— Start of PROVIDED RECORDS —
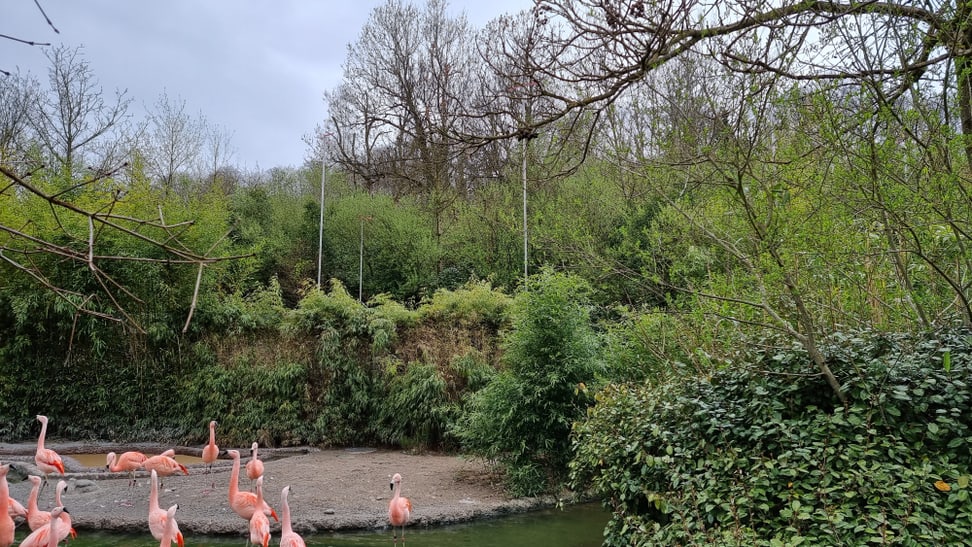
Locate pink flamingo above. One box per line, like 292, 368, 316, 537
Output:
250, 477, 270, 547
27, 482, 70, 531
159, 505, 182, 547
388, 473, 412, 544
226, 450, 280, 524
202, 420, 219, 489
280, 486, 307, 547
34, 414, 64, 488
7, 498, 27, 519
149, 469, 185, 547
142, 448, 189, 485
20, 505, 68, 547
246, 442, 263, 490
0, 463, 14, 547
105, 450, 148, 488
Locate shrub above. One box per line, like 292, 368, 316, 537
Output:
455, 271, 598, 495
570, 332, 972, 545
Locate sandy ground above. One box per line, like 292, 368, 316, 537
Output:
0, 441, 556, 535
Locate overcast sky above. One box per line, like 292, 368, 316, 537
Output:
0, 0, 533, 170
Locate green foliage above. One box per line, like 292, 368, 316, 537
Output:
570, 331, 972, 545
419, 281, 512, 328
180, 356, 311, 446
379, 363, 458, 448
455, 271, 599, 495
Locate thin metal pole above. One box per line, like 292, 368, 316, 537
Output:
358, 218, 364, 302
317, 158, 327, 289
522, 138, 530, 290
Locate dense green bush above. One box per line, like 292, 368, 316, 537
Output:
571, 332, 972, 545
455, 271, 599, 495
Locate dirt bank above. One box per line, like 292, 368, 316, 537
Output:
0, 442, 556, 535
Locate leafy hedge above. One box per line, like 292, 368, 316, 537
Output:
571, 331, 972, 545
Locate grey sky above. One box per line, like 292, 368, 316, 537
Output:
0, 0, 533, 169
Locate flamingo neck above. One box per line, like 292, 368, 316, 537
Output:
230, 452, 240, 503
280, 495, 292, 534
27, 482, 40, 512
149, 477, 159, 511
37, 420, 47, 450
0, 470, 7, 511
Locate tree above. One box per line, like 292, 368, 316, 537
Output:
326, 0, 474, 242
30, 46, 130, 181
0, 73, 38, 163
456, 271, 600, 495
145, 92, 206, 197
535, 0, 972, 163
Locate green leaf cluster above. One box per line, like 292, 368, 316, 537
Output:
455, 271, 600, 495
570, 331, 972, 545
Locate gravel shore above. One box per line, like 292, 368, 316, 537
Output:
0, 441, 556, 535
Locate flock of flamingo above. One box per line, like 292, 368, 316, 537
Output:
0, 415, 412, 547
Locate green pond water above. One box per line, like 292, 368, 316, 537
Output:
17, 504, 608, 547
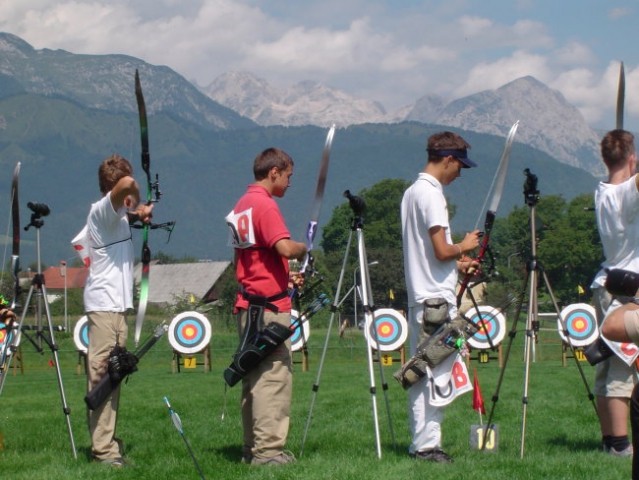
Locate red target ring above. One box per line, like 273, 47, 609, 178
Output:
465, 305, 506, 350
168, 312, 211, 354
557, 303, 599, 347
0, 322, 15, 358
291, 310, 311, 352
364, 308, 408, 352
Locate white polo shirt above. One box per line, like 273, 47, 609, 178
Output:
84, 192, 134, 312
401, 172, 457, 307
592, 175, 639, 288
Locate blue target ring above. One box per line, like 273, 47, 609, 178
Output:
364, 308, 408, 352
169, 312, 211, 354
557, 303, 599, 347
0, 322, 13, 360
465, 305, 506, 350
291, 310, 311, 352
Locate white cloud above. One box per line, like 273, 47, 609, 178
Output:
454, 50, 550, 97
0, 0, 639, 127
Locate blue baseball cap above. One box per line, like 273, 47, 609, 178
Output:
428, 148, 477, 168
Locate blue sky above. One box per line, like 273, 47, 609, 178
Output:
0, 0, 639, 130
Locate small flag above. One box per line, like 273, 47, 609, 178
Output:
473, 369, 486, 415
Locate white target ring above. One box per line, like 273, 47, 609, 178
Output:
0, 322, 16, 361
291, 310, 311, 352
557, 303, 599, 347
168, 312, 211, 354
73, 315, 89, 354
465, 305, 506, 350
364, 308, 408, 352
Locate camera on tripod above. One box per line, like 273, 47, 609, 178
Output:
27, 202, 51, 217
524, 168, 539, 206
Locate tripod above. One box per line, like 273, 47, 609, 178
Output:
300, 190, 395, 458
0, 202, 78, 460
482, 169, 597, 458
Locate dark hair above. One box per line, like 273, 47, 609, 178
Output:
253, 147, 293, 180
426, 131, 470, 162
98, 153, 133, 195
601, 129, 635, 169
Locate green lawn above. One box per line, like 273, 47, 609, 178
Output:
— End of PROVIDED RECORDS —
• STATED GOAL:
Update the lines starting at the one containing "Locate blue sky" and ending at the last line of the records, changing "dark hair" to "black hair" and leaving everything else unchanged. Output only those lines.

• TASK SOLUTION:
Locate blue sky above. One box per line, like 273, 47, 609, 178
Output:
0, 0, 639, 130
Locate small flag above. One box per line, like 273, 47, 609, 178
Output:
473, 369, 486, 415
Locate white target ring above. One box per line, like 273, 47, 609, 178
Output:
0, 322, 16, 361
291, 310, 311, 352
557, 303, 599, 347
168, 312, 211, 354
73, 315, 89, 354
465, 305, 506, 350
364, 308, 408, 352
Locate camera on tripod above. One box per line, like 273, 47, 609, 178
Output:
27, 202, 51, 217
524, 168, 539, 206
Locate tripod above. One box per line, like 273, 47, 609, 178
Output:
300, 190, 395, 458
0, 202, 78, 460
482, 169, 597, 458
Locate black hair above. One box per line, like 273, 47, 609, 178
Output:
253, 147, 293, 180
426, 131, 470, 162
98, 153, 133, 195
601, 129, 635, 169
Locate green lawn above. One box per line, like 273, 47, 609, 178
Output:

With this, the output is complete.